What is asked: Your task is to give the listing below back word for word, pictures excluded.

Dataset entries:
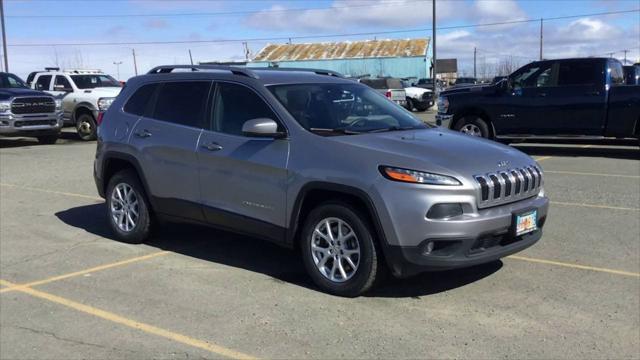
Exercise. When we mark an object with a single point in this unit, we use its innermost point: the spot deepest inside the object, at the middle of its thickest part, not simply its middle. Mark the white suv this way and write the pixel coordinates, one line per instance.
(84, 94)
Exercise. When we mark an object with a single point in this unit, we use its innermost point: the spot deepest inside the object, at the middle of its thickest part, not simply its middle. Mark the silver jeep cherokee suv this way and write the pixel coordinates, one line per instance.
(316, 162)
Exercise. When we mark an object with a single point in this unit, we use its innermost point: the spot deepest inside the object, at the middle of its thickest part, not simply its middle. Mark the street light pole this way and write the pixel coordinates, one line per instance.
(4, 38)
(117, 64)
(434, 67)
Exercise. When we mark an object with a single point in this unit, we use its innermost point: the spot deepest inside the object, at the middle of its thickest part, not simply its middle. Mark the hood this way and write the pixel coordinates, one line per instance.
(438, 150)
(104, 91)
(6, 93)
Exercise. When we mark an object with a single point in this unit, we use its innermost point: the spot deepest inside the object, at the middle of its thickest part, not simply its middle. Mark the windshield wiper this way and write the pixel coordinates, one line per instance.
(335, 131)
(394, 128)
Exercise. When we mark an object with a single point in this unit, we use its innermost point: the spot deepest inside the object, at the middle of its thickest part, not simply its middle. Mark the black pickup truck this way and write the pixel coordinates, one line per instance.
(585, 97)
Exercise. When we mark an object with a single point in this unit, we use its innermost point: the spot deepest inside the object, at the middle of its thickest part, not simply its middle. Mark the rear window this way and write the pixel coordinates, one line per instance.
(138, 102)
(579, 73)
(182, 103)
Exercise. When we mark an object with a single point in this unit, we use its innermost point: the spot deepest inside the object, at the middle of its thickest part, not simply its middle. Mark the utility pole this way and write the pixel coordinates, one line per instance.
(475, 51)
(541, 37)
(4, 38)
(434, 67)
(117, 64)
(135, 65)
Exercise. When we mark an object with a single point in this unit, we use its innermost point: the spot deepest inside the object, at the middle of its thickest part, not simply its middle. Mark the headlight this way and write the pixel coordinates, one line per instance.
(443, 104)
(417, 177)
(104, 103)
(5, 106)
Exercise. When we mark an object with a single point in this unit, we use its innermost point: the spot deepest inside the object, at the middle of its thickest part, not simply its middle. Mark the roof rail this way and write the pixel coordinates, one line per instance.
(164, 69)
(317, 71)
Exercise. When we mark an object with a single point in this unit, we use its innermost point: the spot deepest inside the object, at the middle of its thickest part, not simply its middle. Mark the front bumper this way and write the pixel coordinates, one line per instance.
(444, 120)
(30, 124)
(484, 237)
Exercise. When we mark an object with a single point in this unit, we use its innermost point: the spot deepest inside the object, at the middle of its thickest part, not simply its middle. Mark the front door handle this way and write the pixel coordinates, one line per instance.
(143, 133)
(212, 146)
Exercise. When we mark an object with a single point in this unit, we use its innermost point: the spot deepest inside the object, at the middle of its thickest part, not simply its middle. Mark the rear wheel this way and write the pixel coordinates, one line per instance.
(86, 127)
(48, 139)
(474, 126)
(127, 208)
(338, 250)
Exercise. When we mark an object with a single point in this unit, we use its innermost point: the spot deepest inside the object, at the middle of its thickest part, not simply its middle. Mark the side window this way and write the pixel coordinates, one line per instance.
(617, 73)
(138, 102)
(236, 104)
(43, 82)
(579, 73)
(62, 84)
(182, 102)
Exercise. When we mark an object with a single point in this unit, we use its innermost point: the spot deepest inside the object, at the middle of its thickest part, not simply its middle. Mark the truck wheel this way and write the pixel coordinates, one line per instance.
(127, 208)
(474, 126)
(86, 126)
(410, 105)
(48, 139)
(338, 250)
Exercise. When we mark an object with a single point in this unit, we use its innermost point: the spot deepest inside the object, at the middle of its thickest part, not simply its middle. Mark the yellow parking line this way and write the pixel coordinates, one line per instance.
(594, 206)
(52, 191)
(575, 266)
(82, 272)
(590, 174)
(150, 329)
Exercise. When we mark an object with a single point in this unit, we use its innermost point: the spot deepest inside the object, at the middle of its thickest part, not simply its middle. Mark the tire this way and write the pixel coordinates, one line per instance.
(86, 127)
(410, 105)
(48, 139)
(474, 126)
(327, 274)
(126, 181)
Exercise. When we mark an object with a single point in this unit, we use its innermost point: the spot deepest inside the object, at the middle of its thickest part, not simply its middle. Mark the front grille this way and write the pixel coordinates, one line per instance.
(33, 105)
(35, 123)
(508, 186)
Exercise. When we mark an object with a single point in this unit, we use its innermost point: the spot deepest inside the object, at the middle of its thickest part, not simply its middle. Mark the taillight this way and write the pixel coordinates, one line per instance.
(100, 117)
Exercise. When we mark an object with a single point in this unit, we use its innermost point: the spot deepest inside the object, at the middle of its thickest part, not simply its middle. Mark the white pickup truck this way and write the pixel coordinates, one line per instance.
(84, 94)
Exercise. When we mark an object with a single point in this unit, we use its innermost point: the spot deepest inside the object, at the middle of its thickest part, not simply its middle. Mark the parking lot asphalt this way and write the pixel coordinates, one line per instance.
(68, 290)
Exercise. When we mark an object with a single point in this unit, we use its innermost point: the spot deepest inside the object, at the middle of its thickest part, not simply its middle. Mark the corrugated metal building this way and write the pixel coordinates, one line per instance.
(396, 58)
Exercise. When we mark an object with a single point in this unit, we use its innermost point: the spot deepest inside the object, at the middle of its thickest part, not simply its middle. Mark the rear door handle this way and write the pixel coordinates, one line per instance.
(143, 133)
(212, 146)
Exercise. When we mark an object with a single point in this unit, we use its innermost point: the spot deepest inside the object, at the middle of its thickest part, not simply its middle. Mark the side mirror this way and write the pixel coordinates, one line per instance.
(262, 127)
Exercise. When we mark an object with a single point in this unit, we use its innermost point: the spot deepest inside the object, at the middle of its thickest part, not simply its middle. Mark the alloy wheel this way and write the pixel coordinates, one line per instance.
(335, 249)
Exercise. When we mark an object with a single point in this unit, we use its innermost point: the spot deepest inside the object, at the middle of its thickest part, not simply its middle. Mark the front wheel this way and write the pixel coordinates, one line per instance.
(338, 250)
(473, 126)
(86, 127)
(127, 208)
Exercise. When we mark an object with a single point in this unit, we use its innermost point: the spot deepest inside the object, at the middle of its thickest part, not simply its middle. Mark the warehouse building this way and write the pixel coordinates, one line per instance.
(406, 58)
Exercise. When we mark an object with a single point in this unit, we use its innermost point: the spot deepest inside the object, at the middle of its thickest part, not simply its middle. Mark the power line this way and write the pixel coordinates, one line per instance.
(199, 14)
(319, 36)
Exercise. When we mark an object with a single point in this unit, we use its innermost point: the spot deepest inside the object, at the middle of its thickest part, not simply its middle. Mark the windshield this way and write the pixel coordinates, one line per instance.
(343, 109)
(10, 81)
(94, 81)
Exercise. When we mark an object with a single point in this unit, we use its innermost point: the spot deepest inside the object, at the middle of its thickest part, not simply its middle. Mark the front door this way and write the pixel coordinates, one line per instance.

The output:
Exercise. When we mark an object with a single point in this unit, we use its innermost point: the spot deepest inside the object, at the middle of its thickest part, not simply its middle. Mark the white suv this way and write the pixel coordinates, one line per instance.
(84, 94)
Exercise. When we mark an object with a single point in this unit, we use its innermost point: the spot deepest inside the object, at the middle of its thickest part, not simply its middle. Mark the silver jeep cherokee suv this way and write the pixel coordinates, one line per instance.
(316, 162)
Exercise. When we mark an object with a single point in this unit, we use its innermost point: the spot deepest inside the object, at the middle of its thickest part, not simply its middle. Mark the street light pole this way and write the pixel coordinates, one line per instance.
(4, 38)
(117, 64)
(434, 67)
Exercise. When we mark an object with a single point in this unit, we use its innermost point: the spot deepest inside the object, at the middle of its thickest part, not simply its middle. Mark the hood this way and write the pixel coordinates, one line per instance.
(438, 150)
(104, 91)
(6, 93)
Exercise. When we mark an object with a single point in this unit, we use its innermost point: the spot deepest inside the object, at the middle of its thickest part, not simply its middle. Mark the windshield wiper this way and write the pixel coordinates, one line per instance.
(335, 131)
(394, 128)
Exercise. When we mark an object with a single point in this unit, we use its innermost point: the spot deepest inside the object, at the middle of its thickest part, not simply its middle. Mark the black pickup truck this way and write the pixel coordinates, one line per instance.
(585, 97)
Exercise. When we mark an object with a single point in this unit, we use its innermost point: the spot deepest inside the object, at the middle of its thickest part, not simply its middle. Mark the rear window this way and write the pixel coordinates, one line per instance.
(138, 102)
(579, 73)
(182, 103)
Exercise. When we mark an object with a single point in this unit, we use its innermost point: the spot deepest inside the object, at the middle of its thickest part, not simply its middle. Mark the utility pole this way and write the pixel coordinates, one line per instance.
(475, 51)
(541, 37)
(4, 38)
(434, 67)
(117, 64)
(135, 65)
Exercise. When we mark an object with a single point in this unit, we use its innermost point: the spot deepest inside the object, at the middle of its thickest part, not simply its middle. Mark the headlight this way and write the pixel coordinates, one line per instance.
(443, 104)
(417, 177)
(104, 103)
(5, 106)
Exercise. When we mark an object with a single point in this unit, we use its innermost point: the spot deepest inside the object, at the middle of its thickest part, not simply its middle. Mark the roof rail this way and write the pixel coordinates, one line per instance.
(164, 69)
(317, 71)
Exercise. When we mark an object with a single point in this unit, we use its innermost point: the spot deepest inside the object, at the middle of its thickest part, not simply its middle. Mark the front bumper this way and write the pixel coordinates, one line per instance.
(444, 120)
(30, 124)
(484, 237)
Exercise. When we mark an object with a single point in this unit, we use its innermost point: the spot deepest inside the object, at the middle of its thickest part, not simply its middle. Mark the front door handle this way and write the pixel coordinates, one line per instance.
(143, 133)
(212, 146)
Exercise. When we mark an object with a single point in this unit, we use its innermost point: the spot deepest inside the object, at the middle of its thickest part, not simply its middle. Mark the rear wheel this way and write the pixel coordinates, one line per instance.
(86, 127)
(48, 139)
(474, 126)
(127, 208)
(338, 250)
Exercise. When we mark an object with a single point in this unit, we use its innermost point: the spot deepest inside the object, at the middle of its thickest part, not simply its middle. Mark the side window this way and write the pixel coordinates, one line per instance.
(617, 73)
(138, 102)
(236, 104)
(43, 82)
(579, 73)
(62, 84)
(182, 102)
Exercise. When we mark an object with a single point in this unit, we use its innermost point: the spot deepest inside the object, at the middle of its thickest part, not simply its middle. Mark the truck wheel this way and write the pixel coordinates, one line per instance.
(127, 208)
(474, 126)
(86, 126)
(410, 105)
(48, 139)
(338, 250)
Exercise. When we mark an object with a single point in this unit, we use its innermost point: the spot deepest inside the object, at the middle of its thickest part, not simply its middle. Mark the yellow parking line this way and write the pixel coordinates, one line per instance.
(594, 206)
(52, 191)
(575, 266)
(82, 272)
(590, 174)
(150, 329)
Exercise. When we mark an object with a single point in this unit, we use its innermost point: the spot deepest inside the object, at the middle of its thickest part, not simply its middle. Mark the tire this way and write the pixel coordinates, one line per instance.
(86, 127)
(410, 105)
(48, 139)
(474, 126)
(327, 274)
(126, 181)
Exercise. When we mark an object with a single point in this unit, we use its innermost point: the spot deepest inside the object, at the middle of its thickest part, not simply its middle. Mark the front grille this way and write the pixel coordinates, one line per instance.
(33, 105)
(35, 123)
(508, 186)
Exercise. When we mark an object with a single point in this unit, we use its innermost point: the spot deepest inside the object, at the middle of its thickest part, not simply its middle. Mark the taillight this way and write the pixel coordinates, one line per instance.
(100, 117)
Exercise. When we mark an object with a single point in this unit, we use its innermost point: the spot deepest inside the object, at the middle of its thickest part, not simply its middle. Mark the white pickup truck this way and write the pixel coordinates, one line per instance.
(84, 94)
Exercise. When we mark an object with a single point in this unit, we use its innermost point: the spot deepest inside the object, at the middle of its thickest part, not simply its middle. Mark the parking lot asphalt this way and write the pixel coordinates, one line per instance.
(68, 290)
Exercise. When we mark an object with a single point in this unit, we use its innermost point: the spot deepest inside the object, at the middle of its thickest part, not simply its middle. Mark the corrugated metal building this way and write the pixel coordinates, one line per instance.
(396, 58)
Exercise. When we mark an object with a single point in this unit, we use its innermost point: the spot deepest inside the object, at the middle of its thickest part, not simply its middle. Mark the rear door handle this way and write the pixel coordinates, one line per instance.
(143, 133)
(212, 146)
Exercise. When we mark an object with a single point in this unit, we use its innermost point: the spot deepest inside the object, at the middle of its thickest part, not simply its middle. Mark the side mirror this way and write the pixel coordinates, one line per instance.
(262, 127)
Exercise. When we mark an object with a single point in this unit, we use its innermost point: the spot deepest inside the object, at the middle of its thickest part, not simply its middle. Mark the alloy wheel this way and write the pixel coordinates, one line per instance.
(335, 249)
Exercise. When we mark an object with a single point in this unit, we use its innermost point: the spot deepest inside the object, at the middle of its thickest part, not simply its middle. Mark the front wheel this way and write the pixel coordinates, one line per instance.
(338, 250)
(473, 126)
(86, 127)
(127, 208)
Exercise. When we mark an object with a single point in this unit, we use its innermost point: the spot deepest inside the object, at the middle of its thickest part, not simply its middle. Mark the warehouse building this way and write the pixel coordinates, one line per instance.
(406, 58)
Exercise. When we mark an object with a single point in this unit, we use its innermost point: the spot deepest inside the object, at the middle of its thickest part, not simply its middle. Mark the power line this way and write the pixel coordinates, one line per instance.
(199, 14)
(319, 36)
Exercise. When we mark an object with a single point in this unit, we use its innermost point: the spot deepest inside the object, at the middle of its thickest part, not simply its middle. Mark the windshield this way and write the pixel coordinates, one line per instance.
(343, 109)
(10, 81)
(94, 81)
Exercise. When we mark an object with a single point in this unit, we use its innermost point: the spot deepest inside the object, at the middle of its thickest part, not simply its middle. Mark the front door this way and write the pixel coordinates, one line per instance.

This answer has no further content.